EXERCISE SET:
1 - In the piece on discontent, list the things the writer says we do "instead" of fighting over toys as adults.
2 - Pick up the piece on discontent after its final sentence and keep writing it in the same voice.

SUPPLIED TEXT:
>>>>>

Mirrors: Discontent (Part 4)
“I hate….” has been the reel in the minds and out of the mouths of women for the majority of our lives. I cannot speak for men, but I know that physical discontentment is something males struggle with as well. It goes beyond physical appearance though. Discontentment is an issue of the heart, and the illness of our society. Believe it or not, this issue did not actually start with Vogue.
I have 5 little sisters, and if you have ever been around small children in general, you have seen the epic battles for toys play out. We often laugh watching kids gritting their teeth trying so hard to tear a toy out of the white knuckled grasp of another child. For this reason, my cousin and I always got the same presents for Christmas. Yet there was always a reason to want hers or she want mine. The thieving of toys begins basically as soon as a child is coordinated enough to do so. This fighting for what everyone else has never ends, we just do it differently. Instead we starve ourselves, get plastic surgery, buy expensive clothing and makeup, go to élite schools, and focus on working up the ladder or industry. We try so hard to be like (fill in the blank). Even musicians have to compare themselves to other artists to try and sell themselves to new audiences. Who you are, is unique to who God designed you to be. Everything you do is what he empowered you to create. We aren’t meant to blend, be the same, or alter how he made us. Not only do things get dark in a hurry, but we also reject the creativity of God when we reject who he made us to be.

<<<<<

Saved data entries

>>>>>

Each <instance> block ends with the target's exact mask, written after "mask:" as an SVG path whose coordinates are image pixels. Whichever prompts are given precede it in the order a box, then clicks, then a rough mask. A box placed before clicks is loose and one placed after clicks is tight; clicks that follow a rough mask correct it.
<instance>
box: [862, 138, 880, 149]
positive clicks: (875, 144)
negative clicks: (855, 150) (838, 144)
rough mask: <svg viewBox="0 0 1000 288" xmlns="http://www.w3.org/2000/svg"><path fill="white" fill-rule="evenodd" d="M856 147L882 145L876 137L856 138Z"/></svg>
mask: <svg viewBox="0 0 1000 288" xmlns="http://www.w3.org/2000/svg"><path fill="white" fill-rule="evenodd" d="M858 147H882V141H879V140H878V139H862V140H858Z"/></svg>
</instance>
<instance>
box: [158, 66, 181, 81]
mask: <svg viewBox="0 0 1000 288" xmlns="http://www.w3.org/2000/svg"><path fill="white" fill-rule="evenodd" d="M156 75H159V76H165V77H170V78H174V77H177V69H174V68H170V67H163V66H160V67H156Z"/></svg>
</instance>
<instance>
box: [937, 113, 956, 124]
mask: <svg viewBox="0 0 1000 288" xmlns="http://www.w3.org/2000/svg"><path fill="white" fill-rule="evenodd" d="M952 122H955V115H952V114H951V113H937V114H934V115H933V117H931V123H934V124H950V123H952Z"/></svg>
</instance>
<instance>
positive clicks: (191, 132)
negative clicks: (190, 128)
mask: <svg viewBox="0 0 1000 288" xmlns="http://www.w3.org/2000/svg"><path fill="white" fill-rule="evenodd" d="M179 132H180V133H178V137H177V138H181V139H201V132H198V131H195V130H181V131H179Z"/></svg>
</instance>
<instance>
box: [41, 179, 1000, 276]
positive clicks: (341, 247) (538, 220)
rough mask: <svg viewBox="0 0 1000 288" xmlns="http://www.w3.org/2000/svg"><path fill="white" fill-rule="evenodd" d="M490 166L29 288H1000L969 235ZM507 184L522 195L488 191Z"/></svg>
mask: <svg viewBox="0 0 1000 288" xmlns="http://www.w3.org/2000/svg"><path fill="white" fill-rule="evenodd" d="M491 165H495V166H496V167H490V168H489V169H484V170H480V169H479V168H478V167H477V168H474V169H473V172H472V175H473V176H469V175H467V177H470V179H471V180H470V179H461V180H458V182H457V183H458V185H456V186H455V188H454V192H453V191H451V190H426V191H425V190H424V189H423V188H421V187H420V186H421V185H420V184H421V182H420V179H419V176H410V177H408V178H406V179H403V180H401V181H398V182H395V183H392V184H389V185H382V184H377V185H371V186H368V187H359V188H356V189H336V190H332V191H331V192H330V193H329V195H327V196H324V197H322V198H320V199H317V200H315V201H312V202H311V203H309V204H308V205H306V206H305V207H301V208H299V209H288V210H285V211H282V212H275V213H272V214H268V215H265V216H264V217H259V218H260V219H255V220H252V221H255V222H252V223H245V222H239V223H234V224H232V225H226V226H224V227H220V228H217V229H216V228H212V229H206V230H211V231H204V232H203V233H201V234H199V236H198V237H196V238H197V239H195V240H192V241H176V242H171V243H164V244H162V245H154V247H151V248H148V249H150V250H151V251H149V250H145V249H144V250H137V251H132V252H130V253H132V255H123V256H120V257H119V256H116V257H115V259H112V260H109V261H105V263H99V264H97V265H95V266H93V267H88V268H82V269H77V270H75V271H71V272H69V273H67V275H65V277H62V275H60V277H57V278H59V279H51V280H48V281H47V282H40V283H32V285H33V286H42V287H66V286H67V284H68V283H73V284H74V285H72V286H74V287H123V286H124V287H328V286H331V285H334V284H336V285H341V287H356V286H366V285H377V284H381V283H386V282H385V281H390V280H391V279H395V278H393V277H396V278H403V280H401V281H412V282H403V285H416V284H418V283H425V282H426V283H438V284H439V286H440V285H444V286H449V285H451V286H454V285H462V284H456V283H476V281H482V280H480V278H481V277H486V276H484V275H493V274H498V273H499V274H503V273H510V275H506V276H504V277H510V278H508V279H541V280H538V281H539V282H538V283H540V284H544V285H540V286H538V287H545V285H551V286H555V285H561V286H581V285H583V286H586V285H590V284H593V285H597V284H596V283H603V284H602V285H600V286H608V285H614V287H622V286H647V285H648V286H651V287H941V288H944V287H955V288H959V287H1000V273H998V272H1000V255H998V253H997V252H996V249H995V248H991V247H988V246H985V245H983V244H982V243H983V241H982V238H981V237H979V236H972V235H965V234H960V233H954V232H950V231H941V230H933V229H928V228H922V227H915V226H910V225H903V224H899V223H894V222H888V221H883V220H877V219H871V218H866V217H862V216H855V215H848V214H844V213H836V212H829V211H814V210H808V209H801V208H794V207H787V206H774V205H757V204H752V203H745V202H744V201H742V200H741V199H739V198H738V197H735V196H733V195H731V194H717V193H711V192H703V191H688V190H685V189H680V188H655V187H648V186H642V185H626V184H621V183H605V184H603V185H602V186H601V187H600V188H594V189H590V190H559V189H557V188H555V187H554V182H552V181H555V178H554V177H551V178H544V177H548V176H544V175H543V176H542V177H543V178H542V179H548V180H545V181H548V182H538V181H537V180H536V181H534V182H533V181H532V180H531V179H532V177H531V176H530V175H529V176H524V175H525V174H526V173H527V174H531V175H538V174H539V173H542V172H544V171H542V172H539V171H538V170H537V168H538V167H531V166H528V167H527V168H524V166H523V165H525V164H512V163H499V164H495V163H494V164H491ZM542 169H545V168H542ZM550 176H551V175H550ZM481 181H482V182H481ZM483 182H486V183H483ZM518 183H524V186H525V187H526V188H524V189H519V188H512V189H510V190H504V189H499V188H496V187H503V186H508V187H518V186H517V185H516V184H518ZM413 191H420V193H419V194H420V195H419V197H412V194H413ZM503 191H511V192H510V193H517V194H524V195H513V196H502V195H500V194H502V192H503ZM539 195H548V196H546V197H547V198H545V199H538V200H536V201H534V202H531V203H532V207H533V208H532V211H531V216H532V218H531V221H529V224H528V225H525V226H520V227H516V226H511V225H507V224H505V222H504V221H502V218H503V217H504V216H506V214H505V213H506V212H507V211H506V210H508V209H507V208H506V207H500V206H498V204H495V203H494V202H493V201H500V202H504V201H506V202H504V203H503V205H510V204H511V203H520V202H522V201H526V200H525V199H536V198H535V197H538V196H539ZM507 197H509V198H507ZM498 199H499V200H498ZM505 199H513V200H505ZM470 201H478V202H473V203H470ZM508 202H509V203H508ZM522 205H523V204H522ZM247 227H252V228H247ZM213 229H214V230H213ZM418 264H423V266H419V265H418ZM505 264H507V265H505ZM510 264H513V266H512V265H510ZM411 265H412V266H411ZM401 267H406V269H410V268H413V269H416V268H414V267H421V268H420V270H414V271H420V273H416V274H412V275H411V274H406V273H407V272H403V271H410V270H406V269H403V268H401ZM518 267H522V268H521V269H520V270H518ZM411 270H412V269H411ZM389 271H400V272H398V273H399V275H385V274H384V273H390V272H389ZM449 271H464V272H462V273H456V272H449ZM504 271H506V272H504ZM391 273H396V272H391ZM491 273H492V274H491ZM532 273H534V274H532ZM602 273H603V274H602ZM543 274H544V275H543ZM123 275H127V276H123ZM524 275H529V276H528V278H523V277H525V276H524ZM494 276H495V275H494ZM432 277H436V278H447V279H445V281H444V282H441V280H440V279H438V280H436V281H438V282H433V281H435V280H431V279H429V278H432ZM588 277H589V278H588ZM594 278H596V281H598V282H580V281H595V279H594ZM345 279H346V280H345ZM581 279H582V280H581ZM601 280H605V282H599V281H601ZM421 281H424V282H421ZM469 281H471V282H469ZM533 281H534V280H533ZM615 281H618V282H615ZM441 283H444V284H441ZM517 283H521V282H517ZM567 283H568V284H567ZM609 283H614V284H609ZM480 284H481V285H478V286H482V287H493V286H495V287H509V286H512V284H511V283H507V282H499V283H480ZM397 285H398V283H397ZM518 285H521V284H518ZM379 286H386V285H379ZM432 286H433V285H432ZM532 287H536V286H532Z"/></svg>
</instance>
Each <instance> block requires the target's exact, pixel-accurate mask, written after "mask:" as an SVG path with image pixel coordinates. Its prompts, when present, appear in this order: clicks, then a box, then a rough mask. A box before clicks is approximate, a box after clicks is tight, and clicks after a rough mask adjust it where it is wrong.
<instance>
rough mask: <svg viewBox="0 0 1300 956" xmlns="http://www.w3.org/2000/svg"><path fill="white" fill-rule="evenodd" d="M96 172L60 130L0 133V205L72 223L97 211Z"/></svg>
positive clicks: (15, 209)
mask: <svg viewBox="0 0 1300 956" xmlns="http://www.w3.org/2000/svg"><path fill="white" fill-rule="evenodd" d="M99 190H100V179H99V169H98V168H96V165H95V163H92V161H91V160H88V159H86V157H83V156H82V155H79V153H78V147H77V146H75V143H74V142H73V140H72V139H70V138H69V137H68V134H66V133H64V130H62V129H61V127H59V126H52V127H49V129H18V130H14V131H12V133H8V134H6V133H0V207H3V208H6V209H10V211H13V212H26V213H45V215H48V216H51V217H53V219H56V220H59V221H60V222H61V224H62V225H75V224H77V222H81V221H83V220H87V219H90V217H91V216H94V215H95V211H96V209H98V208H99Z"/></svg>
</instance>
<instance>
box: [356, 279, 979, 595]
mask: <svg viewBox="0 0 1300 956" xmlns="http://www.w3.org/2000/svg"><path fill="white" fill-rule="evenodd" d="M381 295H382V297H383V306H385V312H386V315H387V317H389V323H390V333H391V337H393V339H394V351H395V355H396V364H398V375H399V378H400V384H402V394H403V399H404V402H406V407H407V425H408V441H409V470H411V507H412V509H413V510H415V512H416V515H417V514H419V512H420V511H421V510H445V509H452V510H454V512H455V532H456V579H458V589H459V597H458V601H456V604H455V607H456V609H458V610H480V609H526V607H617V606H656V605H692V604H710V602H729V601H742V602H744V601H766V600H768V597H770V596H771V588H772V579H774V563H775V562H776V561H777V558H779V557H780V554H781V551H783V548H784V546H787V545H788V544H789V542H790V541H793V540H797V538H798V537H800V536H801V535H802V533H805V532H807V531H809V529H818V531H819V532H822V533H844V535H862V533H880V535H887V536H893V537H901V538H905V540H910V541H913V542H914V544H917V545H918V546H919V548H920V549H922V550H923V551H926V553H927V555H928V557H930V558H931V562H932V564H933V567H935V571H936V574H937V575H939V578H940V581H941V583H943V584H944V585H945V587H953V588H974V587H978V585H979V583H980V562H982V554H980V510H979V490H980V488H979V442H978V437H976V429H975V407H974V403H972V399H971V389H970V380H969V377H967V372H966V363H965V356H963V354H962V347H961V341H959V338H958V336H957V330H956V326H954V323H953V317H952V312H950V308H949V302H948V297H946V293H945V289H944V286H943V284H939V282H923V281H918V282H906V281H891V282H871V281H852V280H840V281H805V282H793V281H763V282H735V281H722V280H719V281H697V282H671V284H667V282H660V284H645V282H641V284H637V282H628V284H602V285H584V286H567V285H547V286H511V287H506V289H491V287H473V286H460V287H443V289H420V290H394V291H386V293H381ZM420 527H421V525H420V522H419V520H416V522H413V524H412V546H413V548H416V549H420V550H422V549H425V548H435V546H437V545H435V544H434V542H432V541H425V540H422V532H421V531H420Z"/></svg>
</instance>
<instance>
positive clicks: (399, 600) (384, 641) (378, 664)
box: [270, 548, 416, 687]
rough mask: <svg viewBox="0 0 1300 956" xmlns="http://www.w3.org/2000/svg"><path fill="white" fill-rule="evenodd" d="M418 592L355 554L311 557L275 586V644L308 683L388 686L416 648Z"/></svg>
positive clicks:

<<<<<

ANSWERS FOR EACH ITEM:
1 -
- Starve ourselves
- Get plastic surgery
- Buy expensive clothing and makeup
- Go to élite schools
- Focus on working up the ladder or industry

2 -
I will praise you because I am fearfully and wonderfully made. (NIV) Thank you for making me so wonderfully complex! Your workmanship is marvelous--how well I know it. (NLT) Psalm 113:14
I use to spend all of my time and energy trying to change myself to what I should be, rather than embracing who I was, who God wanted me to be and had created me to be. I let this state nearly swallow me whole, and a quickly found myself in place of self-hatred. Comparison left me feeling like I would never measure up. I would never be petite enough, smart enough, Christian enough, creative enough, good enough. Finally, the Holy Spirit had enough.
Art and painting is something that I really enjoy, so I use to take a few art classes as electives while in college. I had a phenomenal instructor, but he was driving me insane on this one piece. I had spent dozens of hours on this project, and he forced me to start it over three times. I was beyond frustrated with this lack of appreciation for my effort at minimum or acknowledgement of my creativity. That is when it hit me. I was doing that very thing to God, if not more so. By hating myself, and how he created me, I was rejecting him. Not totally of course, but a very big part of Him. The very first thing we learn about God in the Bible is that He is not just creative, but strategic, specific, intentional about every detail, and proud of it. He takes pride in what he has created, so should we.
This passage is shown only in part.